- [Challenge]:
Reproduce the items from the start of the items through the line holding "<point>87,206</point>", inclusive, replacing "spot" with "location" and leaving everything else unchanged.

[Coordinate annotation items]
━━━━━━━━━━
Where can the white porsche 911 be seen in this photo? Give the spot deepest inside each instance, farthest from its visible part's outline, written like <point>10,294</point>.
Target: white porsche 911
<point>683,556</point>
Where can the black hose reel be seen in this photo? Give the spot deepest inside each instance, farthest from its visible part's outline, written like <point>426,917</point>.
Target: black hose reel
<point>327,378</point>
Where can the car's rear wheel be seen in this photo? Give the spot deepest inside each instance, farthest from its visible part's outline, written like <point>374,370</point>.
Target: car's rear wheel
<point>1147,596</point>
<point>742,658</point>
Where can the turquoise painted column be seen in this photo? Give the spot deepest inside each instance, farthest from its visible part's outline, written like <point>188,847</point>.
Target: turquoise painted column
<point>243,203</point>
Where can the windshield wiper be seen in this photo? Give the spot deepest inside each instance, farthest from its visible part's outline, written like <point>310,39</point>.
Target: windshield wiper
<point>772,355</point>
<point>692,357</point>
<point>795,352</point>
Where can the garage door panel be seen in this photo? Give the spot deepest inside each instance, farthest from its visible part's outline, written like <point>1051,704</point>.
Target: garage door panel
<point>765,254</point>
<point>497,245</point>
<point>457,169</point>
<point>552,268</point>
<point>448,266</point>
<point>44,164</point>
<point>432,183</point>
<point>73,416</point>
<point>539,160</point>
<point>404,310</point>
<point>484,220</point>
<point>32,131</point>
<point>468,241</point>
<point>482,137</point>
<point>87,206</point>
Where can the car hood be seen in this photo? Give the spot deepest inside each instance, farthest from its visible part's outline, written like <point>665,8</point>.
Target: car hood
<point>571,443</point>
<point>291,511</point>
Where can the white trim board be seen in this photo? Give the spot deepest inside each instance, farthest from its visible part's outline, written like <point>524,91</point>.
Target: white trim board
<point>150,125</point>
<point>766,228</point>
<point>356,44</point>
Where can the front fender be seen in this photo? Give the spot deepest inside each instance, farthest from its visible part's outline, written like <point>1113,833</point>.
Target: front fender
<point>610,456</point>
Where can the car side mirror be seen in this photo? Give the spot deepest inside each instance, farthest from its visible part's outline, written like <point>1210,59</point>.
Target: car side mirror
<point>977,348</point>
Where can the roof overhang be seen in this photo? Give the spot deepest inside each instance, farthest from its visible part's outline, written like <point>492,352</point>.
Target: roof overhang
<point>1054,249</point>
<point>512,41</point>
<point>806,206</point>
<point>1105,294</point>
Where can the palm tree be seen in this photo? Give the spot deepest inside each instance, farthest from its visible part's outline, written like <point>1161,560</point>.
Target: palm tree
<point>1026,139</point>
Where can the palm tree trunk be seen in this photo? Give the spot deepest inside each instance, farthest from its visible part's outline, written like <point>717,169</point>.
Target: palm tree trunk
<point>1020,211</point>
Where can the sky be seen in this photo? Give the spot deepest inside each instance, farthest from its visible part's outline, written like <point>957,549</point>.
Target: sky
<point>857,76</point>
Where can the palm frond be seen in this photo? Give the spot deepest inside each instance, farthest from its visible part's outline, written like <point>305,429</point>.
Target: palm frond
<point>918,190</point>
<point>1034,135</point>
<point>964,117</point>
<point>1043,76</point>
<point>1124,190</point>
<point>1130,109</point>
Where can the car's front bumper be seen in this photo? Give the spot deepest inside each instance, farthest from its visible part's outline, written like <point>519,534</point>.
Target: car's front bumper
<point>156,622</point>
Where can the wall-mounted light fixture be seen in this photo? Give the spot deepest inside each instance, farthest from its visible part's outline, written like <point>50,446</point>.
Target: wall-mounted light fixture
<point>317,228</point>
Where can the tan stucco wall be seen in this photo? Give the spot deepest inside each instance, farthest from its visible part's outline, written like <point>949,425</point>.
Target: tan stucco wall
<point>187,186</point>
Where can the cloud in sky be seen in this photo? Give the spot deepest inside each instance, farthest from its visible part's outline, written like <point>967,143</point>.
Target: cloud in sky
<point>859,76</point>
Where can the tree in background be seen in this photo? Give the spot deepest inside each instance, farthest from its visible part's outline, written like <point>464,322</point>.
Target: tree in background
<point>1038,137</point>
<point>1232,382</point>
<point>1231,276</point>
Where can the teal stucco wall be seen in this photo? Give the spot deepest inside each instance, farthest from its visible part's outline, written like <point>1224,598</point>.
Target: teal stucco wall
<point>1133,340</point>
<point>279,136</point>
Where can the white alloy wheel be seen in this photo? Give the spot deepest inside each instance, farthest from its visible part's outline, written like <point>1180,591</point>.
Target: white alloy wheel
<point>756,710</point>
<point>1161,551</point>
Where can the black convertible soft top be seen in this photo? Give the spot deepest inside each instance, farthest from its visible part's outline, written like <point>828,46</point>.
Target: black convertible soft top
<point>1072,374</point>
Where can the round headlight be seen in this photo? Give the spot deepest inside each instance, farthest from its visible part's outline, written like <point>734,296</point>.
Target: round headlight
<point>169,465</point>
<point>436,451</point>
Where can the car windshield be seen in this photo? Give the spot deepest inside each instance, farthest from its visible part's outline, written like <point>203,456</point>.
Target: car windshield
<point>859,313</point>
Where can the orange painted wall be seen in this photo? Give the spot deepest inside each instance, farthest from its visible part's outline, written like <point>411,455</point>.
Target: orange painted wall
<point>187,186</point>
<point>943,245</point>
━━━━━━━━━━
- [Final result]:
Where can the white porsche 911 be seen in this photo? Give the location deepest inside each instance, farthest from its visible part's outline, written like <point>10,294</point>.
Target: white porsche 911
<point>683,556</point>
Where can the black hose reel be seen in this photo? Give the location deepest inside each instance, farthest from its visible part's outline, written like <point>426,917</point>.
Target: black hose reel
<point>327,378</point>
Where can the car's rear wheel be seen in this photo? Give the location deepest inside each instance, farthest from its visible part's outline, written like <point>374,370</point>.
Target: car's rear wheel
<point>1147,596</point>
<point>742,658</point>
Where can the turquoise painted column be seen in this photo? Give the location deepest inside each instance, farthest from its visible part's outline, written like <point>188,847</point>.
Target: turquoise painted column
<point>243,203</point>
Where can the windshield wiper be seen in this photo? Give the location deepest inside each instance, farthest from its visible part's outline, written like <point>310,39</point>.
Target: windshield wiper
<point>772,355</point>
<point>692,357</point>
<point>795,352</point>
Where can the garage door panel be seen in this photo? Give the location deepest inside each instance, farthest from its visible part's outline, written like <point>1051,704</point>.
Target: garage door panel
<point>765,254</point>
<point>497,245</point>
<point>457,169</point>
<point>552,268</point>
<point>448,266</point>
<point>44,164</point>
<point>432,183</point>
<point>73,416</point>
<point>539,160</point>
<point>404,310</point>
<point>484,220</point>
<point>32,131</point>
<point>468,241</point>
<point>482,137</point>
<point>87,206</point>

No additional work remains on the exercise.